## AIM A
In the article on Trump and the Monty Hall problem, who gave the puzzle its name, and in what year?
## AIM B
Carry on writing the article about Trump's impeachment odds and the Monty Hall problem, picking up after its final sentence.

## READING TEXT
........

Trump’s Monty Hall Problem
How The Odds Might Change That GOP Senators Will Flip
Sometime in the next 12 months, Donald Trump will almost certainly be impeached. But what is the likelihood that at least 67 senators will vote to convict? More importantly, how will this probability change over time as revelations of Trump’s criminal conduct continue to spill into the public sphere? In December, famed Watergate journalist Elizabeth Drew suggested impeachment was “inescapable” — that public pressure will swell as time goes on. “Too many people think in terms of stasis: How things are is how they will remain. They don’t take into account that opinion moves with events.”
To better predict how the steady stream of criminal revelations might change the political calculus of GOP senators, the famous Monty Hall problem is helpful. This counter-intuitive probability puzzle has a surprisingly simple solution, but only if the problem solver recognizes a critical insight into how odds change as new information emerges.
If the Democratic-controlled House impeaches Trump, conviction and removal would require a two-thirds Senate majority, or 67 senators. Assuming all 47 Democrats vote to convict, at least 20 Republicans will need to join them.
It likely will not be linear, but the odds of Senate conviction will increase as the public is exposed to hard evidence of Trump’s criminal conduct, obstruction of justice, and abuse of power. Investigators are working their way to the very top of the Trump syndicate, and special counsel Robert Mueller is currently batting 1.000. So far, he has indicted or secured guilty pleas from at least 34 individuals and three companies. Many of these individuals are cooperating with investigators. Federal prosecutors in other jurisdictions are also closing in on Trump.
At its core, the Monty Hall problem is about improving one’s gamble, given two options, after receiving subtle but critical information.
Some background: The Monty Hall riddle was inspired by a popular game show in the 1960s and 70s called Let’s Make A Deal. On the show, the handsome and charming host, Monty Hall, asked each contestant to choose one of three doors. Behind one door was a car; behind the other two was something silly nobody wanted, like a goat. Naturally, it was the goal of every contestant to win the car. Contestants were free to choose any of the three doors, but before the door was opened, Monty would do his thing.
Unlike the contestants, Monty knew which door was the winner. So, he would open one of the other doors, and reveal a goat. He would never open the door with the car behind it; that would ruin the game. And regardless of which door contained the car, Monty would never begin by opening the door the contestant had picked initially.
After opening one of the doors and revealing a goat, Monty would give the contestants a choice: stick with their first guess, or switch to the remaining mystery door. Viewers probably took a certain twisted pleasure as contestants agonized over whether they should take Monty’s offer and switch their pick, or stick with their gut — their first choice. Ahh! What to do?!
The Monty Hall problem became more than just the basis for a cheesy game show when, in September 1990, it suddenly sparked a fierce debate among leading experts in mathematics and probability theory. In truth, the name of the “Monty Hall problem” had actually been conceived in 1975 by statistician Steve Selvin, who used the moniker in a letter published in the scientific journal The American Statistician, titled “A Problem in Probability.”

........

## PROVIDED MATERIAL
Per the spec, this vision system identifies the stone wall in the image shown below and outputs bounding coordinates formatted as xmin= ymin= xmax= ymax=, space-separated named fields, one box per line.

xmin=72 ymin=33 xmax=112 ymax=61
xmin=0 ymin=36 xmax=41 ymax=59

........

## TASK RESPONSE A
Statistician Steve Selvin, in 1975.

## TASK RESPONSE B
But the problem remained relatively unknown until controversy erupted 15 years later, when advice columnist Marilyn vos Savant answered a reader’s question about whether it was better to always take Monty’s offer and switch doors, or to stick with the first pick. The “Ask Marilyn” column was featured in Parade magazine, and together with syndicated newspapers, it reached a combined circulation of almost 35 million people. Marilyn’s qualification for writing it was that she had long held the Guinness World Record for the highest IQ ever recorded (228).
In his book, The Drunkard’s Walk: How Randomness Rules Our Lives, Leonard Mlodinow recounts how this obscure riddle captivated so much attention and became the show’s principal legacy:
This issue has immortalized both Marilyn and Let’s Make a Deal because of the vehemence with which Marilyn vos Savant’s readers responded to the column. After all, it appears to be a pretty silly question. Two doors are available — open one and you win; open the other and you lose — so it seems self-evident that whether you change your choice or not, your chances of winning are 50/50. What could be simpler? The thing is, Marilyn said in her column that it is better to switch.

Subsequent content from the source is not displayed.